TO BE DONE: Please echo the stretch of the listing from the line containing "Query: sandy ground" through the line containing "Query: green tarpaulin", both lines included, with nothing changed.
━━━━━━━━━━━━━━━━━━━━━━━━━━━━━━
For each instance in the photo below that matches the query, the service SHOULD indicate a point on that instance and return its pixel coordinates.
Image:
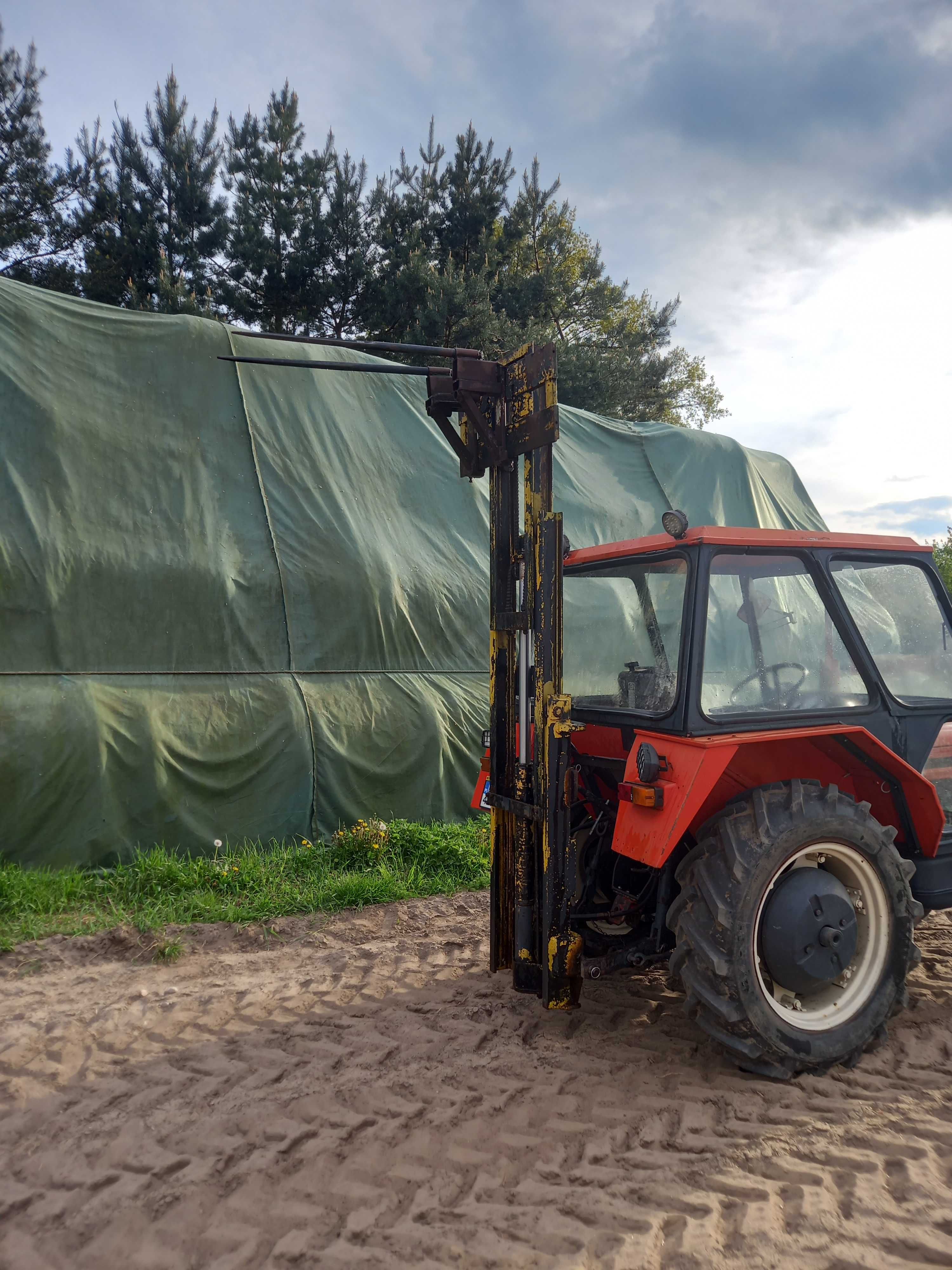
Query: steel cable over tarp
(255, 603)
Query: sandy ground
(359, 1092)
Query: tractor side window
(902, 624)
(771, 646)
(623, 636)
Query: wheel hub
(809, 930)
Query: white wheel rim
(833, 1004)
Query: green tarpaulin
━━━━━━━━━━━━━━━━━━━━━━━━━━━━━━
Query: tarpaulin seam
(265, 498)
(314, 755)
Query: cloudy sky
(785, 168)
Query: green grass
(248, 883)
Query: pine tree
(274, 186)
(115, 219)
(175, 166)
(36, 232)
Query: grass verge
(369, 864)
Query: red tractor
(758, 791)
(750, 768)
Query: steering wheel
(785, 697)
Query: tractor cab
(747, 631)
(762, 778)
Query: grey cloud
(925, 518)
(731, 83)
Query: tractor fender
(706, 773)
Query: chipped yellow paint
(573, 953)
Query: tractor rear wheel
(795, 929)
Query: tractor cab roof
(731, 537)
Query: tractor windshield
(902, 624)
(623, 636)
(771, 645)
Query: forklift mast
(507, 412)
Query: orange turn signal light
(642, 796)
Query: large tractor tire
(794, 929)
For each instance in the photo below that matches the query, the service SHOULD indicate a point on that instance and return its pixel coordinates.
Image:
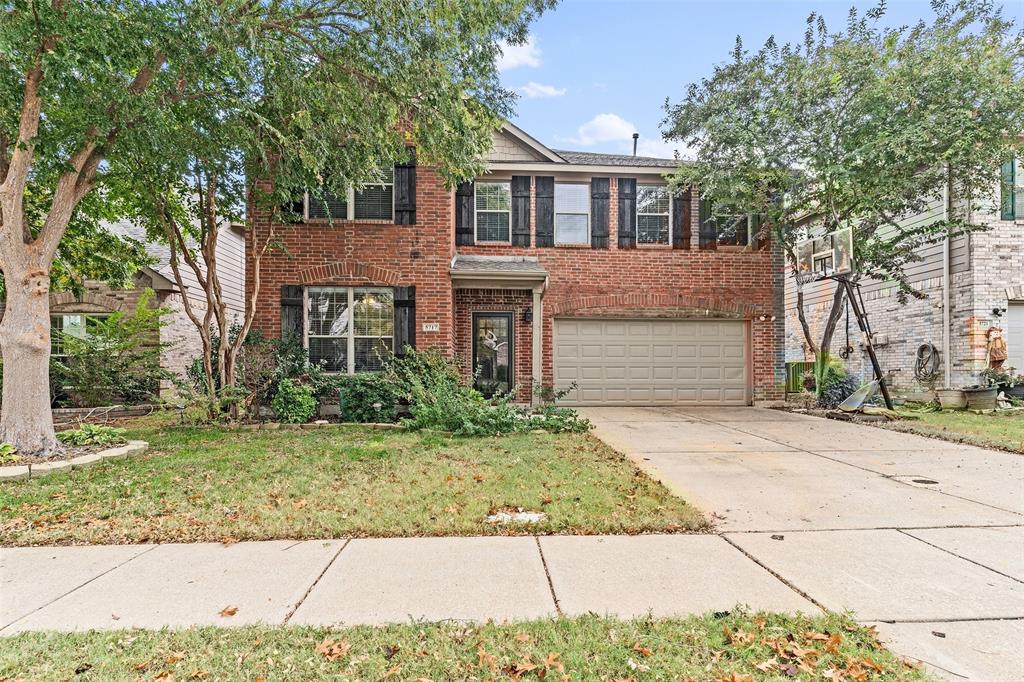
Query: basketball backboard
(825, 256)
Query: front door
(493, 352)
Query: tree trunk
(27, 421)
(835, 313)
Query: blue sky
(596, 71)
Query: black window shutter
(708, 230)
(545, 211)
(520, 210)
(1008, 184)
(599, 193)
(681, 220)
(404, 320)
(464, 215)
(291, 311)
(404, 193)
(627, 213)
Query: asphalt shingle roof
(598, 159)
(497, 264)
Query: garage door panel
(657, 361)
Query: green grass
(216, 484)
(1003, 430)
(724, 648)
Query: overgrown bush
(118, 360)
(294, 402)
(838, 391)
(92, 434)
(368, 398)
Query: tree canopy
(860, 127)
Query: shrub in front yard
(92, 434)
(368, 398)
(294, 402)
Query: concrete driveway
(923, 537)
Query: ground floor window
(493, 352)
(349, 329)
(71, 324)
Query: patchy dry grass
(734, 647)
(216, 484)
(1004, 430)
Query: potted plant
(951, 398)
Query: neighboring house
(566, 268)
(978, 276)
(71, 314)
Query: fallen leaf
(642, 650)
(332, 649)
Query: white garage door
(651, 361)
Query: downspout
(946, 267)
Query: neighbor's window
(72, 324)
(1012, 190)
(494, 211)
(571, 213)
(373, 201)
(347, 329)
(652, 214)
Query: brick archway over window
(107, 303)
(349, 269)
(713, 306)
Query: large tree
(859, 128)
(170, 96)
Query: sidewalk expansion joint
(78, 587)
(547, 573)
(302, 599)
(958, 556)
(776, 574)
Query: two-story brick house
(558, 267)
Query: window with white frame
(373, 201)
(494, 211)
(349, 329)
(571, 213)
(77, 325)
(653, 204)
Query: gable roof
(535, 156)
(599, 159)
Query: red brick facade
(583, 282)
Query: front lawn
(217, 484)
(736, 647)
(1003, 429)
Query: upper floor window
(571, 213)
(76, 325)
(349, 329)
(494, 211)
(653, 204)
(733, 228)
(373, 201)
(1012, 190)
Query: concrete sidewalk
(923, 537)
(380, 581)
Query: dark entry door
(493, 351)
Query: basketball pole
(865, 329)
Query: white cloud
━━━━━━━━━━━━━━━━━━━━━━━━━━━━━━
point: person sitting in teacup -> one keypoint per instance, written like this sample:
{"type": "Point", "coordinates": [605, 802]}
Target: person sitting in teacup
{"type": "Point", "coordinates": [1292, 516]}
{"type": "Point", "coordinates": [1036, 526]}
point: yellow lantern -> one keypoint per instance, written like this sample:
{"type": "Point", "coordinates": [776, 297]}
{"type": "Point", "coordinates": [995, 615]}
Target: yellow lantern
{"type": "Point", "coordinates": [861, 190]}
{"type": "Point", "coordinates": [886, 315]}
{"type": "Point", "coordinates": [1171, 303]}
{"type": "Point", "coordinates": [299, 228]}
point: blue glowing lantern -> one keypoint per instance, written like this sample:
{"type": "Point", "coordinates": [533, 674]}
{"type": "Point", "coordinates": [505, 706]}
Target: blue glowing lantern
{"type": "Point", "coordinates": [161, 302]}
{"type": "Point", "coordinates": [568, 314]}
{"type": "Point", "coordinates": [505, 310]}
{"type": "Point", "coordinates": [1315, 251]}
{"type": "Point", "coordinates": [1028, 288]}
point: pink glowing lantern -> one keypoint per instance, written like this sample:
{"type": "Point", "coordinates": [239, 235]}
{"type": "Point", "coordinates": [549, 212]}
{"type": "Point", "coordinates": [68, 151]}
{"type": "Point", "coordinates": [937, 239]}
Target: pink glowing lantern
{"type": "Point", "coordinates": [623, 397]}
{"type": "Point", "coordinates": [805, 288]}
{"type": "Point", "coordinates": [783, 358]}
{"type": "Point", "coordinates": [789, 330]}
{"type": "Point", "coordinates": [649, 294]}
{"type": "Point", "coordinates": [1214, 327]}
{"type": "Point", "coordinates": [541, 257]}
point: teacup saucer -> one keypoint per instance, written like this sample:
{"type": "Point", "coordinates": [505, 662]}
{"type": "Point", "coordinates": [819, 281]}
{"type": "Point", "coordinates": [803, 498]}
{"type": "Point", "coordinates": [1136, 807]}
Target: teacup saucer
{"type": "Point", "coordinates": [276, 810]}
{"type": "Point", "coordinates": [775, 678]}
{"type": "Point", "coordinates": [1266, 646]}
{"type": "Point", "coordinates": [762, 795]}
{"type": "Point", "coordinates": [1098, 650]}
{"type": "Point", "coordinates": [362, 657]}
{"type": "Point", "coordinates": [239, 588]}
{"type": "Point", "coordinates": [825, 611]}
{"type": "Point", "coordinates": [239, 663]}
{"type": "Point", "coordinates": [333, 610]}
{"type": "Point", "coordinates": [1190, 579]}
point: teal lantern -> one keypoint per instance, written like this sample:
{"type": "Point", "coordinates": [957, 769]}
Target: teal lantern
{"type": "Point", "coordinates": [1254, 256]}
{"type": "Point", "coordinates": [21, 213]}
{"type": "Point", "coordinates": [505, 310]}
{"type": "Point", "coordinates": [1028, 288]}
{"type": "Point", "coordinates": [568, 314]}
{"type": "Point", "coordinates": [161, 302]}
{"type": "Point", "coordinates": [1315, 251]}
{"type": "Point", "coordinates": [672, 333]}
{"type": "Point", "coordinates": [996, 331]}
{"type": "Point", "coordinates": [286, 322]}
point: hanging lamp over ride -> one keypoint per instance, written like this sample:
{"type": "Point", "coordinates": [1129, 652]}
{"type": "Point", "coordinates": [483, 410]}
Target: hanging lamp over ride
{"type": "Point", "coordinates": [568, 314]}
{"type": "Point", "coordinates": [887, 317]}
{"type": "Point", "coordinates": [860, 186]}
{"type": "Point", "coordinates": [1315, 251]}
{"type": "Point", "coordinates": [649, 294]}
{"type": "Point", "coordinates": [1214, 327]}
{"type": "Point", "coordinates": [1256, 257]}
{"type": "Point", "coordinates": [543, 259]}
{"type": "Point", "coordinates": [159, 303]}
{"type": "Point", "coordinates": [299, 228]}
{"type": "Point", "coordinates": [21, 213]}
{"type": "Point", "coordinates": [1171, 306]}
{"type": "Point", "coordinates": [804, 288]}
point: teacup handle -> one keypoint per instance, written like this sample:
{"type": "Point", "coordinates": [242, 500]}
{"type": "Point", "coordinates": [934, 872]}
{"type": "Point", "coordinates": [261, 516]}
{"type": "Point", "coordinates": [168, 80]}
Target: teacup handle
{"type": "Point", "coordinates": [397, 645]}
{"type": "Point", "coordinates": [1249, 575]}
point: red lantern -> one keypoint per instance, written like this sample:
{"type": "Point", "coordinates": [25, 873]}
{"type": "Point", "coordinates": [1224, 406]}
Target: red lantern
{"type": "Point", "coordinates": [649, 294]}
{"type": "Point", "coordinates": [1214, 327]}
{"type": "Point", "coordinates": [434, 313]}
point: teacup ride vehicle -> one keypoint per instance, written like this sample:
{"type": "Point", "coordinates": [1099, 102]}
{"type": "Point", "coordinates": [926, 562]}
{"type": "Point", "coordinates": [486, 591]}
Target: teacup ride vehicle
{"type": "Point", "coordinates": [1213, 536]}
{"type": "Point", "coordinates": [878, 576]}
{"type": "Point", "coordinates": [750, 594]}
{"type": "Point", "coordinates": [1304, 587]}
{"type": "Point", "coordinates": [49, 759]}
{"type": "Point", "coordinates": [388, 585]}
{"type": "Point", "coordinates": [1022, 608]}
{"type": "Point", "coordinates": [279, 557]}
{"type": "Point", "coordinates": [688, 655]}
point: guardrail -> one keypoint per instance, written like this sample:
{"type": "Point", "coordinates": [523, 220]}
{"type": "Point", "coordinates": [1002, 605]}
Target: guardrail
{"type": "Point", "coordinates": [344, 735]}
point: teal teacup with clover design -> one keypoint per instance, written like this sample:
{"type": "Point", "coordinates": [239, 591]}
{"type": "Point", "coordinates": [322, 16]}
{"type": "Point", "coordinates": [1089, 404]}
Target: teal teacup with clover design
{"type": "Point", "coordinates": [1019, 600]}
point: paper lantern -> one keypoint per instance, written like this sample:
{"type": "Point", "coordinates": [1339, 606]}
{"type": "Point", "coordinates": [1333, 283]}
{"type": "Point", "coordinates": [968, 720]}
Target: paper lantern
━━━━━━━━━━━━━━━━━━━━━━━━━━━━━━
CORRECT OUTPUT:
Query: sandy ground
(359, 1092)
Query: tractor side window
(902, 624)
(771, 646)
(623, 636)
Query: wheel hub
(809, 930)
Query: white wheel rim
(833, 1004)
Query: green tarpaulin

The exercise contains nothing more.